**SUPPLIED TEXT**
________________

Loglinear
models include general loglinear
model, logit model and model selection
techniques.
General Loglinear Model: General log-linear model is a technique for modeling a categorical response variable, which are often count data that follows a Poisson distribution or frequency in a cross tabulation form that follows a multinomial distribution, based on a set of factors or covariates. The maximum number of factors or covariates allowed is ten. The procedure analyzes the frequency counts of cases falling into each category of a cross classification of two or more variables. Each cross classification leads to a cell. The variables forming the cross classification are called factors. In this analysis, the frequency in each cell is the dependent variable. The dependent variable is assumed to follow a Poisson or multinomial distribution.
The assumptions required for count data following Poison distribution are
The event is statistically independent of cell counts in different cells. |
|
The variance of the response variable is the same as the mean of the count
variable. |
The assumptions required for the data following multinomial
distribution are:
The total sample size is fixed, that is the analysis is conditioned on the
sample size. |
|
The cell counts are not independent from each other, since the count of a
cell equals to the total sample size minus the counts of other cells. |
Structural
and Sampling Zero:
Suppose some of the cells in a cross classification contain structural zeros, then it is necessary to have a cell structure variable. A cell structure variable has a value of 0 or 1. Suppose a survey is sent out to find out how many times respondents went fishing last week. The survey was sent to people who fish and those who do not fish. For respondents who do not fish, the number of times is 0, which is a structural zero. For those who fish, but did not fish last week, the number of times is 0, which is a sampling zero.
Cell structure can also be used as in modeling accidents when data has been aggregated. The structure variable will be an offset.
The main dialog box has the following submenus:
Save- To save some statistics like the residuals and predicted values. |
|
Model- To specify the model type. Here, you can select saturated or
custom, where you specify the model terms. |
|
Options- To display some of the results in the analysis. One can request
some plots and also specify the criteria for
parameter estimation. |
The data set for demonstrating regression modeling is the Tech Survey data set.
See Data Set page for details. The purpose is
to study the relationship between Q2: professor rank, like full professor or
associate professor, and Q26: whether or not they use
technology in the classroom, and to study if there is a significant
relationship between Q2, Q26 and Q31A1 which deals with the level of difficulty
when using technology.
Logit Loglinear Models are similar to ANOVA models for the logit-expected cell
frequencies of crosstabulation tables.
Dependent variables- These
are categorical variables. |
|
Factors- These are
categorical predictor variables which are used to form the cross
classification. |
|
Covariates- These are
scale predictors. |
|
Cell Structure- These
variables allow you to exclude some cells from the analysis. These can be
offset variable when a particular structure is
required on the cross classification. |
|
Contrasts- These are
variables to test the differences between model effects. |
Logit
Loglinear Analysis is used to analyze the relationship between categorical
dependent variables and independent variables. The independent variables can be
categorical (factors) or scale (covariates). One can have up to 10 dependent
and factor variables combined. A cell structure variable allows one to define
structural zeros or include an offset term in the model.

________________

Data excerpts
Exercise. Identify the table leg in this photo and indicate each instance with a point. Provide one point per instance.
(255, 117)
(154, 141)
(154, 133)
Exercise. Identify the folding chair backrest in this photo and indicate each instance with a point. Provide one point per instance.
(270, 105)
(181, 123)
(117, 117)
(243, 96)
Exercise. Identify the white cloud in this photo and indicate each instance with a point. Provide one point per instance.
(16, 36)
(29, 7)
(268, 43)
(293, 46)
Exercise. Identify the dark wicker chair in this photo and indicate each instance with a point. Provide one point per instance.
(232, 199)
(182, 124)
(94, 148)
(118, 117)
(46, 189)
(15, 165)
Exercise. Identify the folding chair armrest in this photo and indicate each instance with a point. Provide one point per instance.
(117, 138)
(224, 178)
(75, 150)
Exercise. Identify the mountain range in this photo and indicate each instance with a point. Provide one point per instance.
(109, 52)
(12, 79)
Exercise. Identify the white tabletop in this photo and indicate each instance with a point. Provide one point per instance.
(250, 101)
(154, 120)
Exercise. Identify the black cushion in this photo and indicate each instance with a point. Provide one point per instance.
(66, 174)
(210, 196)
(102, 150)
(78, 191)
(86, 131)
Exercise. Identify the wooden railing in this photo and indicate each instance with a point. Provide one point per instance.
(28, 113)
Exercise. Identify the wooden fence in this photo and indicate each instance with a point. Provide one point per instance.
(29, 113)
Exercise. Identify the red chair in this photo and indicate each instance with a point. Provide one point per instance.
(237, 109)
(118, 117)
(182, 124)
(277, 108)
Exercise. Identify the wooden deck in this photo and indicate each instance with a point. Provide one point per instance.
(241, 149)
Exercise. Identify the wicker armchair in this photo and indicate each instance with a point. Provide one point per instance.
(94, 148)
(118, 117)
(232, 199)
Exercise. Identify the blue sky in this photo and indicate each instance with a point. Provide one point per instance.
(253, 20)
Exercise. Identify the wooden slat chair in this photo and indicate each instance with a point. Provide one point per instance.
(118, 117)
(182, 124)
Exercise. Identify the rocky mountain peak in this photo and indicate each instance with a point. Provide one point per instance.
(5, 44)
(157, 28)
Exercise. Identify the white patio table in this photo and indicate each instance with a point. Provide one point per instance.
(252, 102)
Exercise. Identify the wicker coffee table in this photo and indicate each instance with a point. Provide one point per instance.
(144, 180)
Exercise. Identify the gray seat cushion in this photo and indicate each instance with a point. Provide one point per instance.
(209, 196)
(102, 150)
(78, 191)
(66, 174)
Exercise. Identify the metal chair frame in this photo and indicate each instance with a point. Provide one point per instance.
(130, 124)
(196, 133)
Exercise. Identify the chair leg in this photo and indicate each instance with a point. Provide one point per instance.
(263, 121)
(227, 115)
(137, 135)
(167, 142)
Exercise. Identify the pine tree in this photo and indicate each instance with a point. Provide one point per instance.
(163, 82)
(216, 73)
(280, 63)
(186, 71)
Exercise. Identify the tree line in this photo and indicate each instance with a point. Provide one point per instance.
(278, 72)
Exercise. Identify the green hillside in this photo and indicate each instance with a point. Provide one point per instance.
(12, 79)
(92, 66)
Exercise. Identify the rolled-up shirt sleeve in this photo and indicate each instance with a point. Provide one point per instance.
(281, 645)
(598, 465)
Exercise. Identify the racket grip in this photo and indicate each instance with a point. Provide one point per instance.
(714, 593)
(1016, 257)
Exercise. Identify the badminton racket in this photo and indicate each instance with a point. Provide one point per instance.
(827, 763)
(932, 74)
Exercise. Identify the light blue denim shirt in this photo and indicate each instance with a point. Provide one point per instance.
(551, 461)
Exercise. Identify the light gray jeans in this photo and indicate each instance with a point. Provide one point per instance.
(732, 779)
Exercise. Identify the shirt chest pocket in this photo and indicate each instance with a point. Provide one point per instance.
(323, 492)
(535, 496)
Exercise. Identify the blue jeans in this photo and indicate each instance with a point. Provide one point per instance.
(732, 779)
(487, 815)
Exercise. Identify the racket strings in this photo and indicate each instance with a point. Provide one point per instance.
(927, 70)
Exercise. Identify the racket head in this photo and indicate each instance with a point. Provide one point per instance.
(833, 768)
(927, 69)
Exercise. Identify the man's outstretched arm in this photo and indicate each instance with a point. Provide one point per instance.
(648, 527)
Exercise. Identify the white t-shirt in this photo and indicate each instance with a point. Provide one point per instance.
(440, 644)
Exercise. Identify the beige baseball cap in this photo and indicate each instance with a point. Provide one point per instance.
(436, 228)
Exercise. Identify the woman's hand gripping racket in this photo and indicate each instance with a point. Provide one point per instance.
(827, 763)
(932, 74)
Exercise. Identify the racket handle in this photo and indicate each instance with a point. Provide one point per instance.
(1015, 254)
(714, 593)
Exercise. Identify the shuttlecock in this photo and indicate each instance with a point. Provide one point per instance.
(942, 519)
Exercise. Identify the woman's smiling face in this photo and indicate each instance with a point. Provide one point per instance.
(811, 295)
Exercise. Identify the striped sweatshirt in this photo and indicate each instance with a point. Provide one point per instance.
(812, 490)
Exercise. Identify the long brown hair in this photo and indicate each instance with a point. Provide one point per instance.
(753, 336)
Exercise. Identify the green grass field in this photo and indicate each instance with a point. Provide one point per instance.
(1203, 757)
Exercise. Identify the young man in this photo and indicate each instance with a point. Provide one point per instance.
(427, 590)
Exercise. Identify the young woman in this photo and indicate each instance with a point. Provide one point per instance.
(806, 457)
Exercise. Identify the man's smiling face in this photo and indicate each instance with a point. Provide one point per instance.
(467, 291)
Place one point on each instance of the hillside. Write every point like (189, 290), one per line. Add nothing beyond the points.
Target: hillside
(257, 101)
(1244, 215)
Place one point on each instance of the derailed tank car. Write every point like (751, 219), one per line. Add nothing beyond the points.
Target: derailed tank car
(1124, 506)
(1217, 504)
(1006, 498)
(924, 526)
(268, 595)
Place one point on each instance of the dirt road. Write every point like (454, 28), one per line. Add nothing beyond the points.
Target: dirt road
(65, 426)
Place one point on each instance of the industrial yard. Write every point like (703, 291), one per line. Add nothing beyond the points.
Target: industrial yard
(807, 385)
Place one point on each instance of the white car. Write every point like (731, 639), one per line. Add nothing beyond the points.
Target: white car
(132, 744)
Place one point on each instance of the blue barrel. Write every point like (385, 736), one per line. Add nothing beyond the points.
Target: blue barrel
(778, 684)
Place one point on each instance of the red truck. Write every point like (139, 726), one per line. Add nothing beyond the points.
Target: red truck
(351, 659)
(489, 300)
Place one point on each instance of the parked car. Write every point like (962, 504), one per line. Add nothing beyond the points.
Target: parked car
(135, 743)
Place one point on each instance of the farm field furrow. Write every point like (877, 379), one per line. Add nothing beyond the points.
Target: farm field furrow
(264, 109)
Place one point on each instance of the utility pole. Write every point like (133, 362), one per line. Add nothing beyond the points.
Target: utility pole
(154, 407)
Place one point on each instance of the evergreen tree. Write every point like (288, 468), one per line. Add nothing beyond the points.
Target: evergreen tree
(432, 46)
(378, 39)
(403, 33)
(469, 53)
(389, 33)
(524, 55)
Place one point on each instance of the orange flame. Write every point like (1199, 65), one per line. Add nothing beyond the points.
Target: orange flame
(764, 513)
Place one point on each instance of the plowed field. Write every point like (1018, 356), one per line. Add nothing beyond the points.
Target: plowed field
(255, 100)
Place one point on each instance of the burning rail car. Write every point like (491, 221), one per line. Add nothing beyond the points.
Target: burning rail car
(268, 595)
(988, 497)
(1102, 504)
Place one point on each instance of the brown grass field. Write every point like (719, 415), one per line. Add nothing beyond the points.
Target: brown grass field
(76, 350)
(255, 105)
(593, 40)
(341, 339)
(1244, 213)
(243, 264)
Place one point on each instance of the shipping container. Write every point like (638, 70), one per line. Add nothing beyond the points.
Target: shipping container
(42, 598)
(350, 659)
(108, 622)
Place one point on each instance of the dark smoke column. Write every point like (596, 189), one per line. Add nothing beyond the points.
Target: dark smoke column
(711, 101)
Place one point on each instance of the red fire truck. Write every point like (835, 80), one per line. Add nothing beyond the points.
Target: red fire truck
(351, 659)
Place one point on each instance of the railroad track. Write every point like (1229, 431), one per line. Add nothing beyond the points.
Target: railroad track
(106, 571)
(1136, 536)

________________

**TASKS TO CARRY OUT**
a: According to the loglinear models page, what is the maximum number of factors or covariates allowed in the general loglinear model?
b: From the loglinear models page, copy the passage between "See Data Set" and "of crosstabulation tables.", inclusive, renaming "technology" to "computers" throughout.

**RESPONSE LIST**
a: Ten.

b:
See Data Set page for details. The purpose is
to study the relationship between Q2: professor rank, like full professor or
associate professor, and Q26: whether or not they use
computers in the classroom, and to study if there is a significant
relationship between Q2, Q26 and Q31A1 which deals with the level of difficulty
when using computers.
Logit Loglinear Models are similar to ANOVA models for the logit-expected cell
frequencies of crosstabulation tables.